• [Problem to work on] Repeat the records below word for word, but start at the line that contains "Would you be able to tag each instance of the group", stop after the last line, and include nothing else.

Records from a data source:
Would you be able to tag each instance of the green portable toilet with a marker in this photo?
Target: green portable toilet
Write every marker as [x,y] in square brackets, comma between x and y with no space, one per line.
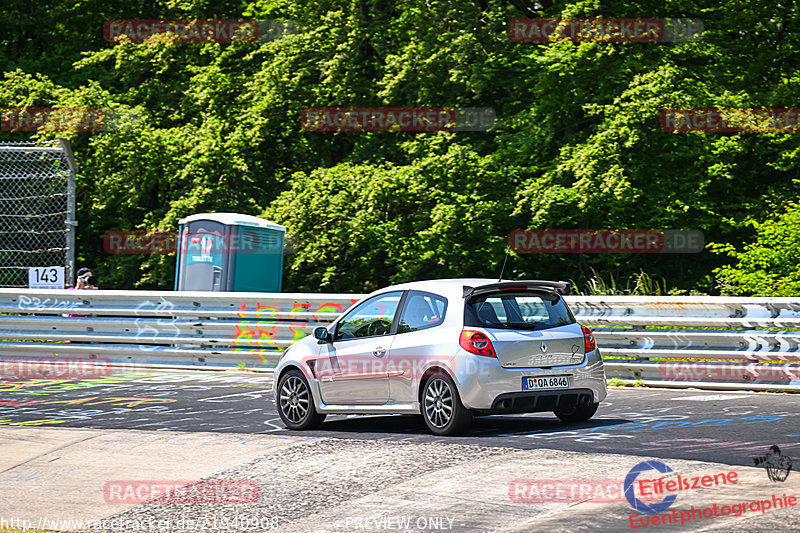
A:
[229,252]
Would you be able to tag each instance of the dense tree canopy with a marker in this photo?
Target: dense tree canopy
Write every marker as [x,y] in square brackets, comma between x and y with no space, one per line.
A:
[577,142]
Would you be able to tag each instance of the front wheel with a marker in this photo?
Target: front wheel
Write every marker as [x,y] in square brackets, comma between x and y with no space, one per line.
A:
[579,413]
[295,404]
[442,410]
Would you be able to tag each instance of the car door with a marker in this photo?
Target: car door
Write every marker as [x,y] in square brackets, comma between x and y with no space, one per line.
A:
[353,368]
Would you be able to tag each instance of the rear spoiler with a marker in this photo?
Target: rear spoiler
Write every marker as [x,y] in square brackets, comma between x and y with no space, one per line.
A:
[560,287]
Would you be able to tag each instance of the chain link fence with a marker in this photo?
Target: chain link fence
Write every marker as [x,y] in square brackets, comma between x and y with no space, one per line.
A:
[37,209]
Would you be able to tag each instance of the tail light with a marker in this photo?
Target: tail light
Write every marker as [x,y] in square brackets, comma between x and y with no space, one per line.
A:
[477,343]
[588,339]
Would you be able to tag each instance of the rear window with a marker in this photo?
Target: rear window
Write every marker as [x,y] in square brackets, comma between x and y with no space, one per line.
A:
[517,310]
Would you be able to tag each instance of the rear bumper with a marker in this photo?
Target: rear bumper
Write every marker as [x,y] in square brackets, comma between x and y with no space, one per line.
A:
[487,384]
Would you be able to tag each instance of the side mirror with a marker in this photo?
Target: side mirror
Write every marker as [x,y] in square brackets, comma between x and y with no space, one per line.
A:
[322,335]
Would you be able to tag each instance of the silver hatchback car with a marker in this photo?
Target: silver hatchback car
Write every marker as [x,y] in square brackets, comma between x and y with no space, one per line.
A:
[448,350]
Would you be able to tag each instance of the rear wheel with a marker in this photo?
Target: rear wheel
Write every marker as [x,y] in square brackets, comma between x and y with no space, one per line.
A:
[295,404]
[442,410]
[579,413]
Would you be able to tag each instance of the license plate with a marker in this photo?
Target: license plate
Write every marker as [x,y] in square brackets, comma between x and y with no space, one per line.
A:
[548,382]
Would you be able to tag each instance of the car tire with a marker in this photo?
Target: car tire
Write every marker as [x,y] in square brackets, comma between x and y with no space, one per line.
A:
[441,407]
[579,413]
[295,403]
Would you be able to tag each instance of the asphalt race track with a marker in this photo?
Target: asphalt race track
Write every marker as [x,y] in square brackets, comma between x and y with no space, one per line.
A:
[324,480]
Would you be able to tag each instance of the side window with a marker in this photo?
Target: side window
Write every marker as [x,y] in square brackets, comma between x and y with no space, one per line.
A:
[371,318]
[422,310]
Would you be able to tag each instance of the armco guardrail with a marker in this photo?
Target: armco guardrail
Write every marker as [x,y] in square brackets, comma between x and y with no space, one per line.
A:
[640,337]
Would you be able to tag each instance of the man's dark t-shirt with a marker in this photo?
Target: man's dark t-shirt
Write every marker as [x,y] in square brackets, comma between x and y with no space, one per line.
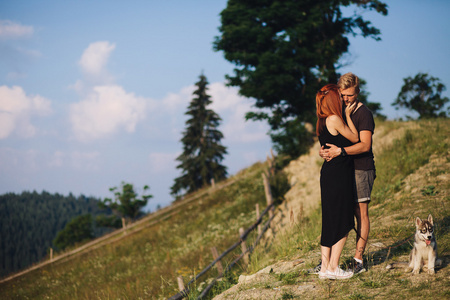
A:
[363,120]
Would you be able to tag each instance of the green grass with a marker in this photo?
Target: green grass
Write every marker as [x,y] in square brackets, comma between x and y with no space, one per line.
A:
[145,264]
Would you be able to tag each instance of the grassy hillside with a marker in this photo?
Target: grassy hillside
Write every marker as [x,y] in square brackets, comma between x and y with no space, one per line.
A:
[412,180]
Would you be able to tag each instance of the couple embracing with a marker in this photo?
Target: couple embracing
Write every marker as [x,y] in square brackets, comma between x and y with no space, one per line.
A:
[347,174]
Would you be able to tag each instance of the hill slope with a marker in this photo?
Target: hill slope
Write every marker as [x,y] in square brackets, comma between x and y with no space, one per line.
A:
[402,193]
[144,261]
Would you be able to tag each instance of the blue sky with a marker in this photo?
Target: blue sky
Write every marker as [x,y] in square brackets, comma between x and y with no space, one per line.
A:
[93,93]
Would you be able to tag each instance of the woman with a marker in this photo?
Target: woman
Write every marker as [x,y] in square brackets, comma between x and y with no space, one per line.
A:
[336,180]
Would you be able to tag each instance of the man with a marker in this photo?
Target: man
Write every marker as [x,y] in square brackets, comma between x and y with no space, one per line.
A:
[364,164]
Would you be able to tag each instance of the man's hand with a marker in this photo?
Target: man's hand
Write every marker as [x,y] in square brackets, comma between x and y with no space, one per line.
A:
[330,153]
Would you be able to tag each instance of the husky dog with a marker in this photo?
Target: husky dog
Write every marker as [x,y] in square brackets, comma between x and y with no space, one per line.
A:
[425,247]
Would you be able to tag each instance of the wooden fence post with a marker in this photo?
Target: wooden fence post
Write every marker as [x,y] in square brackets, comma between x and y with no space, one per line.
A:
[257,217]
[243,246]
[269,198]
[218,263]
[124,225]
[180,283]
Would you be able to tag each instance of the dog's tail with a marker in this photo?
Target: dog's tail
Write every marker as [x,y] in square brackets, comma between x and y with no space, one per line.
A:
[400,264]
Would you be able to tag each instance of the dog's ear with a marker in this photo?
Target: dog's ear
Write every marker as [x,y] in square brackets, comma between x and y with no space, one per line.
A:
[418,222]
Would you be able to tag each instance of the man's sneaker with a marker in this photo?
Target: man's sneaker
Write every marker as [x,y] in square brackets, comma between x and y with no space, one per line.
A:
[357,267]
[338,274]
[316,269]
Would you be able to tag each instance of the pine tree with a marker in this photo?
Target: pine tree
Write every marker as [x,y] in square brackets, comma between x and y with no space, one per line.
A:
[202,151]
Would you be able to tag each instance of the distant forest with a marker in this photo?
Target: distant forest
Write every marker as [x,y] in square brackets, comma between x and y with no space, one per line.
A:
[30,221]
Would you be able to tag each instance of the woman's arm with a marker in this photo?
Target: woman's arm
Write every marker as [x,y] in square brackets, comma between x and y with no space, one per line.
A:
[336,125]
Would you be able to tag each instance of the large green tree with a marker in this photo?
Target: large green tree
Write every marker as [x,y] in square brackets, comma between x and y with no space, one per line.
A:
[79,229]
[285,50]
[203,152]
[422,93]
[125,204]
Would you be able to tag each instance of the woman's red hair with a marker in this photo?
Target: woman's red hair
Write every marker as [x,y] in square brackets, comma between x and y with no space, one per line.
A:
[328,102]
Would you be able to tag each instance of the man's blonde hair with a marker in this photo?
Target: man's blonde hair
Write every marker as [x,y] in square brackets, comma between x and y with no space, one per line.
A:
[349,80]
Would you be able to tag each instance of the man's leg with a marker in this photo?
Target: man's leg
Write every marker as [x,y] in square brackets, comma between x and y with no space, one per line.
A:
[363,228]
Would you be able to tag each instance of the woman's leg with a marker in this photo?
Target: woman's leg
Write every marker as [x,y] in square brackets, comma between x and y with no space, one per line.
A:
[335,254]
[326,253]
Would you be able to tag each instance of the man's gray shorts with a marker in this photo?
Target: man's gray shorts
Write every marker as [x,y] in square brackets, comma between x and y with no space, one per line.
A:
[364,182]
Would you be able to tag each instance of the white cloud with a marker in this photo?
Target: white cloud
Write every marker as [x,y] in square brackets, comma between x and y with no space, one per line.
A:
[95,58]
[106,110]
[232,108]
[16,109]
[11,30]
[163,162]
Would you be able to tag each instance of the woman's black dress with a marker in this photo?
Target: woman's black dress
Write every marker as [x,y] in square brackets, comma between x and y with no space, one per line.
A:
[337,191]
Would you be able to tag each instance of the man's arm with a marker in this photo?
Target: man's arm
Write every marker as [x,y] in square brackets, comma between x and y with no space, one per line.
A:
[365,137]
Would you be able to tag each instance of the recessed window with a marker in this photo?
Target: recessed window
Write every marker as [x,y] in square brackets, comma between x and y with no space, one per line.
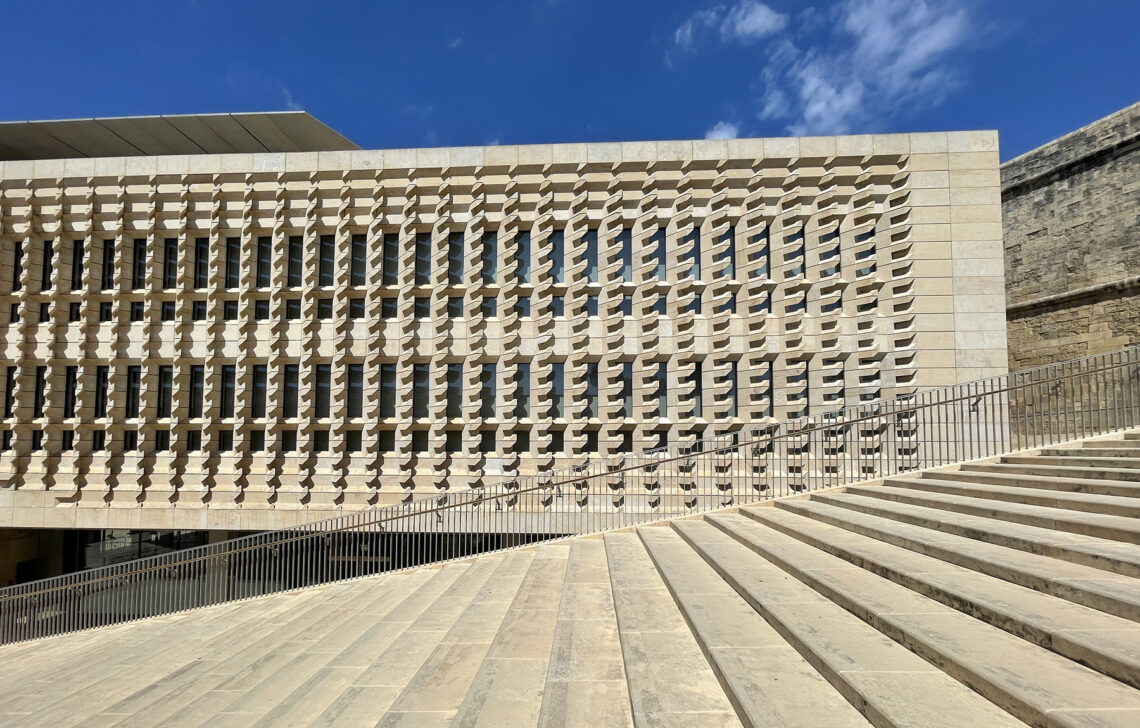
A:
[454,442]
[420,441]
[320,441]
[455,308]
[487,441]
[356,308]
[489,307]
[352,441]
[387,440]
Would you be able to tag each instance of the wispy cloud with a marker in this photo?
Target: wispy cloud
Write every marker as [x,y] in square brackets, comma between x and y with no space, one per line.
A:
[857,65]
[744,22]
[723,130]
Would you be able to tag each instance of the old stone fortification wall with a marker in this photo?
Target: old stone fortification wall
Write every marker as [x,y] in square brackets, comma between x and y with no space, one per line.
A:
[1072,230]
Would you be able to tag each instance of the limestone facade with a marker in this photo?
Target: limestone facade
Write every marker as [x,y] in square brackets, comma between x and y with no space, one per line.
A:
[1072,232]
[252,341]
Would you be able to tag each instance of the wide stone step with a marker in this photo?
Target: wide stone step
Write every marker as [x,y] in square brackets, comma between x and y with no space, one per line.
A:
[1106,643]
[889,685]
[1096,524]
[1113,594]
[1073,460]
[510,682]
[1091,452]
[1088,502]
[1101,554]
[1036,685]
[766,680]
[1129,476]
[670,681]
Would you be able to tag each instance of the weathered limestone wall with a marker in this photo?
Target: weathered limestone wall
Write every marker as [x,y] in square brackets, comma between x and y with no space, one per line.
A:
[1072,230]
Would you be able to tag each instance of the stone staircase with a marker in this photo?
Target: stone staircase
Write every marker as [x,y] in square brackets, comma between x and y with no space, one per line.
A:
[994,594]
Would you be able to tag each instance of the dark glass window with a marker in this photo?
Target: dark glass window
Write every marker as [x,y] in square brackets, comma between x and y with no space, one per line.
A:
[170,262]
[423,259]
[454,390]
[352,441]
[455,308]
[320,441]
[295,260]
[108,264]
[46,266]
[323,395]
[487,391]
[197,391]
[358,267]
[420,390]
[265,252]
[100,390]
[133,382]
[260,374]
[522,391]
[201,261]
[292,381]
[326,268]
[388,390]
[391,259]
[76,264]
[165,390]
[71,379]
[228,390]
[233,261]
[355,390]
[455,259]
[138,264]
[41,383]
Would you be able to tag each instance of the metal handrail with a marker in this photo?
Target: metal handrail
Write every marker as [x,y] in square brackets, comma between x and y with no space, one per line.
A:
[982,418]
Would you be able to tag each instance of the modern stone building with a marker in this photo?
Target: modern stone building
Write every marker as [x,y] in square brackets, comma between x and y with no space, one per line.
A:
[295,327]
[1072,230]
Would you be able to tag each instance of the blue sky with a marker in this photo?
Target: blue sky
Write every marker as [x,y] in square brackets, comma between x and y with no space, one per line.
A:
[399,74]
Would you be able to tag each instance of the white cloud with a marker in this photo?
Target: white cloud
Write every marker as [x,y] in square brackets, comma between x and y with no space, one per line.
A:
[743,22]
[882,59]
[723,130]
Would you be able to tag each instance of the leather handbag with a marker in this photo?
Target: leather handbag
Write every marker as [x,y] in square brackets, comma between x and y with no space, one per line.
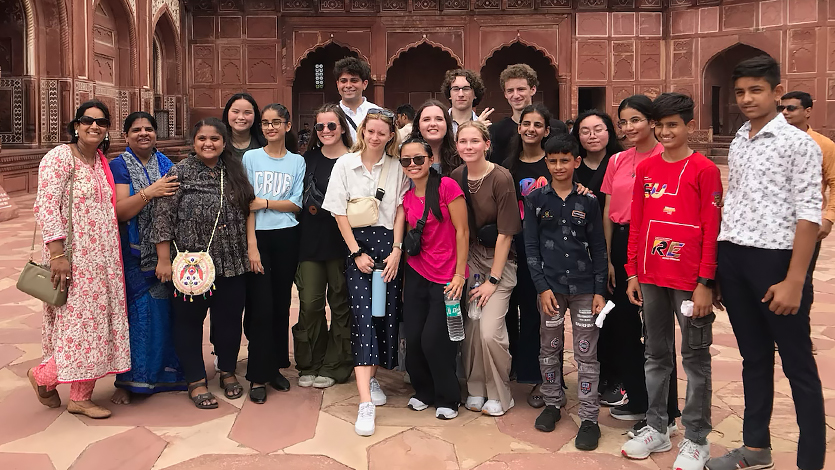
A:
[365,211]
[193,273]
[36,279]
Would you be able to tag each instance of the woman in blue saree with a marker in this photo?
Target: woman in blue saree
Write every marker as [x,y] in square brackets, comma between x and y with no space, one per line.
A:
[139,173]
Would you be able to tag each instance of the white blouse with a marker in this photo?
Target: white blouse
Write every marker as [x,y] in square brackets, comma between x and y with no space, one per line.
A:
[350,179]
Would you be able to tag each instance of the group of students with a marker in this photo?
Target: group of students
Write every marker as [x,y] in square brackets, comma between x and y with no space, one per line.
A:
[552,221]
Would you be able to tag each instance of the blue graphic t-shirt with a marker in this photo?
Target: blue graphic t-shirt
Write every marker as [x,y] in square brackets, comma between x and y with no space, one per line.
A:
[276,179]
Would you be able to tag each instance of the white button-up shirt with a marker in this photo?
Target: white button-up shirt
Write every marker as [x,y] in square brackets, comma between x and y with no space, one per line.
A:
[350,179]
[774,180]
[358,116]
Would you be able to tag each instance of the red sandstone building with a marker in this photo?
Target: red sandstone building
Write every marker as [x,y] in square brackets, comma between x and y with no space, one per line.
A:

• [Answer to this exercise]
Would you be able to tag each instance of the group of students with a marker in this photo?
Target: group of students
Write every marker as [x,y] in square brackets, comma between x and y with no space, one per line.
A:
[552,221]
Would you be able to tag each instance of the blue graphic t-shirt with a marker in this photo?
Target: blue graphic t-shirt
Write every marker as [x,y] in square brackets, comma between x and y with no space, one per line.
A:
[276,179]
Would you be able to tag each instance of the white button-up shirt with a marker in this photo?
Target: white button-up shirt
Write every marker as [x,y] in square brackets, comma between x and y with no space, one per line.
A:
[350,179]
[774,180]
[358,116]
Would you be able to tag each instance of the red sandstone building with a marker in this photo?
Target: red sandstone building
Write every marker as [x,y] in square brackets, comma between x and y with no space, one per line.
A:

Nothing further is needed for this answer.